Problems to solve:
1. According to the biography of Peter C. Schultz, in what year was he elected a member of the National Academy of Engineering?
2. Extend the biography of Peter C. Schultz with a further passage that follows on from its final sentence.

# Start of Passage provided

Peter C. Schultz, Ph.D. (born 1942), is co-inventor of the fiber optics now used worldwide for telecommunications. He is retired President (1988 to 2001) of Heraeus Tenevo Inc., a $200 million technical glass manufacturer specializing in fiber optics and semiconductor markets, and retired Chief Technical Officer North America for Heraeus Holding GmbH (the $6 billion German parent company).

In 2001, he was elected as a member into the National Academy of Engineering for invention and development of manufacturing methods and glass compositions for low-attenuation glass fibers for optical communication.

Biography

He was born in 1942 in Brooklyn to a Czech-American mother and German-American father. 

Schultz graduated in 1960 from Scotch Plains-Fanwood High School in Union County, New Jersey. He attended Rutgers University, where he earned a BS in Engineering.

He and his wife Mary Anne are residents of St. Thomas, USVI and have a second home in Essex, NY. They have four grown children and four grandchildren.

# End of Passage provided
# Start of Records shown

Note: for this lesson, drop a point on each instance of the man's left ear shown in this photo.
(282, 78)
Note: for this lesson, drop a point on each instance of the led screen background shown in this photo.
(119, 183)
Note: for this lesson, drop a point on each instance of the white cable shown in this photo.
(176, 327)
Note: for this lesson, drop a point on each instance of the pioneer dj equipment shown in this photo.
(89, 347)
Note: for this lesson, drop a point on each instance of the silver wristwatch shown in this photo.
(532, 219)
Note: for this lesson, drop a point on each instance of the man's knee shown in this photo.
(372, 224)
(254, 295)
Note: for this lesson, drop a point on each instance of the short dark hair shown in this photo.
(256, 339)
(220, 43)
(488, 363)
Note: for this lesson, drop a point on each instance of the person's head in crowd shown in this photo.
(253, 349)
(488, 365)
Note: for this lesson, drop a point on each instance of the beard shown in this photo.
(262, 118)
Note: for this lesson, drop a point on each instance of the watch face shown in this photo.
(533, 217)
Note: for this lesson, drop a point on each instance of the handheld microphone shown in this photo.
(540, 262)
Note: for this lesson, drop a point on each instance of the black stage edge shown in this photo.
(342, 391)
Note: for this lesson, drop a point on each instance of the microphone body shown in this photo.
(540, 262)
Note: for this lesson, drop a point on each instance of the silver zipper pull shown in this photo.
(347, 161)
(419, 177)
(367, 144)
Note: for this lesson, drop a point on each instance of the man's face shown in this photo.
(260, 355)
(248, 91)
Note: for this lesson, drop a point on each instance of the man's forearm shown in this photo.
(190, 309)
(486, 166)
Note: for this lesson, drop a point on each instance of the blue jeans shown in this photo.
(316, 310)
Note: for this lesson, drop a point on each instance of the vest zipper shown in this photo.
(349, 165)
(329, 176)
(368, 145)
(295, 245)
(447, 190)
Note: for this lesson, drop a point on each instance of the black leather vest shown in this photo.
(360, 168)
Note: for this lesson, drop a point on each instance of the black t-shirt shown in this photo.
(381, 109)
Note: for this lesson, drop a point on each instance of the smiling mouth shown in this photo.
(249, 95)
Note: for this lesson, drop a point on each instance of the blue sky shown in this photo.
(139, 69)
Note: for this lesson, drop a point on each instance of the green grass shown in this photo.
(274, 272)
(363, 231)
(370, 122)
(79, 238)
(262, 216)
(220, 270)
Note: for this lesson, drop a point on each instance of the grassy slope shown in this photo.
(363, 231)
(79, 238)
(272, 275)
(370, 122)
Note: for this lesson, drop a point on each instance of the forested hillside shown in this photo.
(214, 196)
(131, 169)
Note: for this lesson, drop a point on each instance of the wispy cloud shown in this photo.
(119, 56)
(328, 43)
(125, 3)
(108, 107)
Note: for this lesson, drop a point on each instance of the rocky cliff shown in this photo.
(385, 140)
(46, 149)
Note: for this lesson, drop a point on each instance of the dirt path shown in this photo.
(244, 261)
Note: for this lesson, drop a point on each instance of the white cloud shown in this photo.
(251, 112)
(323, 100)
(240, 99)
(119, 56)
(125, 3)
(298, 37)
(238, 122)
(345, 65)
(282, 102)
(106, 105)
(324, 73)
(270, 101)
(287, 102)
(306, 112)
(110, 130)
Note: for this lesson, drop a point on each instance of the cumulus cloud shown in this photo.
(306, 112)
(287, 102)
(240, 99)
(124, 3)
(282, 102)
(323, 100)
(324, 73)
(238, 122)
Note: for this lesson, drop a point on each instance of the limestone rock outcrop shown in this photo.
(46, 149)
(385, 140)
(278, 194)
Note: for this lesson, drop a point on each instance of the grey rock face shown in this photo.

# End of Records shown

Final answers:
1. 2001

2.
Academic career

He has taught at Cornell University (Visiting Professor Materials Science 1978-1984), George Washington University (Continuing Engineering Program Professor 1976-1994) and University of Virginia (Visiting Professor of Darden School 1988-1998).  He has extensive legal experience as an expert witness in patent defense.

Other activities

Since 2001 he has provided consulting services to several companies (including Intel, SEMATECH International, Yazaki, Furukawa, IMRA and SPI Lasers plc) and expert witness for several law firms, through Peter Schultz Consulting, LLC. He serves as senior advisor and board member of OFS (the Lucent fiber optics business unit acquired by Furukawa in 2001). He also serves as a board member of CBN Connect Inc., a non-profit company providing an open access broadband fiber-to-the-home system to the Adirondack region of NY.

He is also president of a start-up company (BioSensor Inc., founded in 1997) developing a non-invasive fiber optic sensor to measure blood glucose for diabetics, based on Russian technology. He is a member of the Selection Committee for the National Medal of Technology and a board member of the National Inventors Hall of Fame.
 
Peter Schultz holds 26 patents, has written over 20 research papers and is an expert in fused silica glasses.

Awards and honors
In 1993 he was inducted into the National Inventors Hall of Fame and in 2000 he received the National Medal of Technology from U.S. President Bill Clinton for this accomplishment (the highest technology award of the US government). He was elected to member of the National Academy of Engineering in 2001.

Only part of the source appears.